Output the data in full and exactly as presented.

[[ Data provided open ]]

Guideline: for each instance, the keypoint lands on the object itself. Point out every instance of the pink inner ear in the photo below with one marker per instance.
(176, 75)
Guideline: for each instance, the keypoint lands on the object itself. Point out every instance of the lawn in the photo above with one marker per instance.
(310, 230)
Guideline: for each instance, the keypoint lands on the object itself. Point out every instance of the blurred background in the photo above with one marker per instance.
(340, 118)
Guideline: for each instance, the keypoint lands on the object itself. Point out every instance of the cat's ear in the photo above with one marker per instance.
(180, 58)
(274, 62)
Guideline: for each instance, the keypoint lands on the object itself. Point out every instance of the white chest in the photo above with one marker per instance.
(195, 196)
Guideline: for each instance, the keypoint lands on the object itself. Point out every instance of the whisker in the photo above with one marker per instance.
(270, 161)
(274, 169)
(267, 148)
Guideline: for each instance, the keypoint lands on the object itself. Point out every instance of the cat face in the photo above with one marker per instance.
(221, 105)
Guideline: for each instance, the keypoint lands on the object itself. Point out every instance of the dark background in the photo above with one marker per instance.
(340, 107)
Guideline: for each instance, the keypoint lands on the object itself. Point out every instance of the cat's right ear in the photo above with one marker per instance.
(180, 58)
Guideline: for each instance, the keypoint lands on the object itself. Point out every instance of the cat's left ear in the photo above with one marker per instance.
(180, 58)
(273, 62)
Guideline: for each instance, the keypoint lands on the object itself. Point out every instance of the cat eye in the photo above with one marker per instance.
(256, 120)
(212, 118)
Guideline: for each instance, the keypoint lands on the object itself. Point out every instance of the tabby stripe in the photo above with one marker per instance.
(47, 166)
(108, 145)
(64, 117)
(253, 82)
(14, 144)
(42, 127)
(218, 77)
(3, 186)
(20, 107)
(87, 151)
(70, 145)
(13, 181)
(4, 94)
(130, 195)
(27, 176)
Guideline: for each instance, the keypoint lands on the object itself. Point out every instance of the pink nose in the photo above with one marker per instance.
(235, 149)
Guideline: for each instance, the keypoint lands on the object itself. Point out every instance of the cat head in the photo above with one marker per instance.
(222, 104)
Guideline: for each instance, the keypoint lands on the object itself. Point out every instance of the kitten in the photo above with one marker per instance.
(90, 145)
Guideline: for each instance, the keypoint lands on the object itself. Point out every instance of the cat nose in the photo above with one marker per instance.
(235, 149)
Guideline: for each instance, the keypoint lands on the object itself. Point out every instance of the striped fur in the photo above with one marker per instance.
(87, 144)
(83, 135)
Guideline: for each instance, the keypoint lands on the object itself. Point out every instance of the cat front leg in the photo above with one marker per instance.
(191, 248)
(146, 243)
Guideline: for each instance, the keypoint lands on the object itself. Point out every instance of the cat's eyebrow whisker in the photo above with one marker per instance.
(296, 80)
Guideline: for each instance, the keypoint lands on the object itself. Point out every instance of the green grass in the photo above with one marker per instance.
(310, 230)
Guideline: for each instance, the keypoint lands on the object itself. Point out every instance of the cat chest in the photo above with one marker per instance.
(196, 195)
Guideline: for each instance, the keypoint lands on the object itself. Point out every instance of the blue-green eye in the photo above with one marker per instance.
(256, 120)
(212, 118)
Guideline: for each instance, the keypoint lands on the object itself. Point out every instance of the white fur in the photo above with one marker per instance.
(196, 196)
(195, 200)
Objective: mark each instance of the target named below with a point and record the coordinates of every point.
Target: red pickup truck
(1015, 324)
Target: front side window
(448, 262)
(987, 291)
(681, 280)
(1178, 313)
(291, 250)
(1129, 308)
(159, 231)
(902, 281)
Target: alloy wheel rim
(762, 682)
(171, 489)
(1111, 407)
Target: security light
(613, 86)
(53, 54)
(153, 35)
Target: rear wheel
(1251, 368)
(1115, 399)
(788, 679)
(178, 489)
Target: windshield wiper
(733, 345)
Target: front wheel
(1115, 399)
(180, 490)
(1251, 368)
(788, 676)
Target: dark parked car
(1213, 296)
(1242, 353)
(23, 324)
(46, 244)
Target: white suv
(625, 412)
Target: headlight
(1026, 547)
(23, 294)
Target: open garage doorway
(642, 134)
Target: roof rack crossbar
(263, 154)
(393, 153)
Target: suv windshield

[[ Data provided closed ]]

Exercise response:
Guideline: for each instance, the keypoint lands on the object itself. Point out every instance of the pink inner ear in the photo below with one marker per instance.
(176, 75)
Guideline: for each instance, the keypoint lands on the object itself. Point out every instance of the lawn in the photo above with one marker per instance.
(310, 230)
Guideline: for each instance, the keypoint lands on the object itself. Point out every instance of the blurred background in the photo above with one marker per instance.
(340, 118)
Guideline: for each instance, the keypoint lands on the object itself. Point out every instance of the cat's ear in the photo above with one marker per instance.
(180, 58)
(274, 62)
Guideline: for each instance, the keypoint lands on the object itself. Point out every instance of the white chest in the photo above with one marker per instance.
(195, 196)
Guideline: for each instance, the keypoint lands on the object itself. Point out every instance of the whisker in the photo above with one marker per instance.
(270, 161)
(274, 169)
(267, 148)
Guideline: for each instance, the keypoint lands on the object itself. Point out every instance of the cat face in the photo above with one marker per instance.
(221, 105)
Guideline: for each instance, the keypoint lands on the object itself. Point out every instance of the dark background in the photo above with one marker per instance.
(340, 107)
Guideline: for each instance, the keypoint lands on the object itself. Point out every instance of the cat's right ear in the photo above with one marker per instance.
(180, 58)
Guideline: for each instance, the keypoint lands on the object itself. Point out every instance of the cat's left ear in the photo above with one marker per instance.
(180, 58)
(273, 62)
Guideline: for each instance, the keypoint lands on the object itself. Point out every instance of the cat eye in the photo above with one marker per instance.
(256, 120)
(212, 118)
Guideline: for each instance, the keypoint lands on the object itself. Point out every instance of the tabby stripe in the photo above with one marker per instance.
(47, 166)
(108, 145)
(64, 117)
(253, 82)
(14, 144)
(42, 127)
(218, 77)
(3, 186)
(20, 107)
(87, 151)
(70, 145)
(13, 181)
(4, 94)
(130, 195)
(27, 176)
Guideline: for each instance, the keypoint lands on the object itself. Point out every instance of the pink nose in the photo above with one marker per instance.
(235, 149)
Guideline: for each instance, the keypoint lands on the object itself. Point out every instance of the cat head in the photo above with one marker per instance.
(222, 104)
Guideline: for each instance, the keypoint lands on the object itself. Point out every instance of the kitten in the photo above with one marker per instance.
(90, 145)
Guideline: for each instance, the keypoint lands on the object itself. Point out every instance of the cat nose in the photo above with one marker per instance.
(235, 149)
Guideline: for each instance, the keypoint lands on the object itself. Point out every instance of the striped fur in the photo above with one marker per instance.
(87, 144)
(83, 135)
Guideline: for each instance, the keypoint lands on the object itself. Point out every instance of the cat front leg in the photo above with one marker per instance.
(191, 248)
(146, 243)
Guideline: for each instance, the keypoint lands on the object itself. Point out every instance of the cat's eyebrow whisker in the photo above with one marker per instance.
(296, 80)
Guideline: for each instance, the keypoint lands on the object itself. Point out every instance of the green grass in the photo above with one marker per instance.
(310, 230)
Guideline: for each instance, the keypoint lands on the object itself. Point out every instance of the cat chest in the photo above with one marker per instance.
(196, 195)
Guideline: for each instance, the keypoint lands on the object itself. Point out every instance of the blue-green eye in the photo above with one marker per instance.
(256, 120)
(212, 118)
Guideline: for each instance, the keypoint lands on the object itself. Point out every instance of the white fur in the photo above with one marker per instance.
(196, 196)
(195, 200)
Objective: mark each instance of the target named below with a point and record the coordinates of every point.
Target: red pickup truck
(1015, 324)
Target: front side window
(448, 262)
(987, 291)
(681, 280)
(1178, 313)
(291, 250)
(1129, 308)
(159, 231)
(902, 281)
Target: alloy wheel rim
(762, 682)
(171, 489)
(1111, 407)
Target: security light
(613, 86)
(53, 54)
(153, 35)
Target: rear wheel
(1251, 368)
(1115, 399)
(788, 679)
(178, 489)
Target: windshield wiper
(733, 345)
Target: front wheel
(1115, 399)
(180, 490)
(1251, 368)
(788, 676)
Target: dark parked car
(1213, 296)
(1242, 353)
(23, 324)
(46, 244)
Target: white suv
(625, 412)
Target: headlight
(1026, 547)
(23, 294)
Target: open garage doorway
(642, 134)
Target: roof rack crossbar
(263, 154)
(393, 153)
Target: suv windshield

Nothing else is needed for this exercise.